- [EXERCISE BRIEF]
Find where "Confirm that each instance of the orange" appears in the entries below. That line and all lines after it, through the last, are to be duplicated exactly, with nothing else.

[Stored data entries]
*-*-*
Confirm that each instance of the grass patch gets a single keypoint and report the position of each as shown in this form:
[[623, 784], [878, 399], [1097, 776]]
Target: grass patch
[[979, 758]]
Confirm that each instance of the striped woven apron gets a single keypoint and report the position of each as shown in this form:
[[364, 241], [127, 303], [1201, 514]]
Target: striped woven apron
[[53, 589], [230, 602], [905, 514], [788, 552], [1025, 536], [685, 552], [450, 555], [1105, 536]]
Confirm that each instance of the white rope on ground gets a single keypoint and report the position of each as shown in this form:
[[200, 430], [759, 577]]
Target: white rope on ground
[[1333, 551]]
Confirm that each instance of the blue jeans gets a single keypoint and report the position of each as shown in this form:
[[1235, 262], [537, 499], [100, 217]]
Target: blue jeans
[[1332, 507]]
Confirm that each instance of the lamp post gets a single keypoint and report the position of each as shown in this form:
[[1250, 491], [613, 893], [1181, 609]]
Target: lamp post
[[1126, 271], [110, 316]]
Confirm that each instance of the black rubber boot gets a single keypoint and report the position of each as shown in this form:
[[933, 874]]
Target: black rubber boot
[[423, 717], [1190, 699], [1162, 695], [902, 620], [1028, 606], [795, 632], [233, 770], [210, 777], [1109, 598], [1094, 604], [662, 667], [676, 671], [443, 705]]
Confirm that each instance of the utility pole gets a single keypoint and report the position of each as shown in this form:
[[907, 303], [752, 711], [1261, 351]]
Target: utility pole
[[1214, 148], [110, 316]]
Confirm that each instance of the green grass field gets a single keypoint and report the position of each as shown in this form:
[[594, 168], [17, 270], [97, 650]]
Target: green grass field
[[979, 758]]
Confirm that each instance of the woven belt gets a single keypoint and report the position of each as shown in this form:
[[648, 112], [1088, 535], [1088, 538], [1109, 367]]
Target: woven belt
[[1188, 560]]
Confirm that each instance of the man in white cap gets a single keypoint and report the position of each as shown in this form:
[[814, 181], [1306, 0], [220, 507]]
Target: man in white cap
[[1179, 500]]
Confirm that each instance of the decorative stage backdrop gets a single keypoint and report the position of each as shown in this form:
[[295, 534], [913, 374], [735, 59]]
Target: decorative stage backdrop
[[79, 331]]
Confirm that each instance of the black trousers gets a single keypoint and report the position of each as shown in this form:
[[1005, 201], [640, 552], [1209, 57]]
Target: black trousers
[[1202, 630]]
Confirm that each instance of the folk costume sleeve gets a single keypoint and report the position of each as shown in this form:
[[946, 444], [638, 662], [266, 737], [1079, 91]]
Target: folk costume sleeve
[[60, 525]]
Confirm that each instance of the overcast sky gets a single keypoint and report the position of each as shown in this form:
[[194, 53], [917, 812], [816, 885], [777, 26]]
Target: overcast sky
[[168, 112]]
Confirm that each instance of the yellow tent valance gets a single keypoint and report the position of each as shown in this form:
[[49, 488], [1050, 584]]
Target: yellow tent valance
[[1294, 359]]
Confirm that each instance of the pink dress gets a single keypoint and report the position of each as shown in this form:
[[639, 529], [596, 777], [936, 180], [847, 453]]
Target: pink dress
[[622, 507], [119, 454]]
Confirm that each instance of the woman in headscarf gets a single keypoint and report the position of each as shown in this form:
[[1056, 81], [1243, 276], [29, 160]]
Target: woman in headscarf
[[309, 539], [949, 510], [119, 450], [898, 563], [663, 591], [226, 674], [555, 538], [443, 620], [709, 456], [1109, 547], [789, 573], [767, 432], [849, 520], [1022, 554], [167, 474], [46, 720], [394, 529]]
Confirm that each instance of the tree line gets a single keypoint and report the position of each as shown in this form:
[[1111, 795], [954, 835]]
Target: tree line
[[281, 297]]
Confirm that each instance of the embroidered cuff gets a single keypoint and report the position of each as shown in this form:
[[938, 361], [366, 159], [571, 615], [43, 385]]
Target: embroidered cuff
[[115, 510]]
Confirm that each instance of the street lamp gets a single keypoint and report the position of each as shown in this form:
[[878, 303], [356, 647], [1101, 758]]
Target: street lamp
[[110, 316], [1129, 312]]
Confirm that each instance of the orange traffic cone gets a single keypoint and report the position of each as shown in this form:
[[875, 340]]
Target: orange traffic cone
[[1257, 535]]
*-*-*
- [SOLVED PROBLEM]
Confirm that each instance of the orange traffic cone gets a single keypoint and report the position of each as shown in this form:
[[875, 340]]
Target: orange traffic cone
[[1257, 535]]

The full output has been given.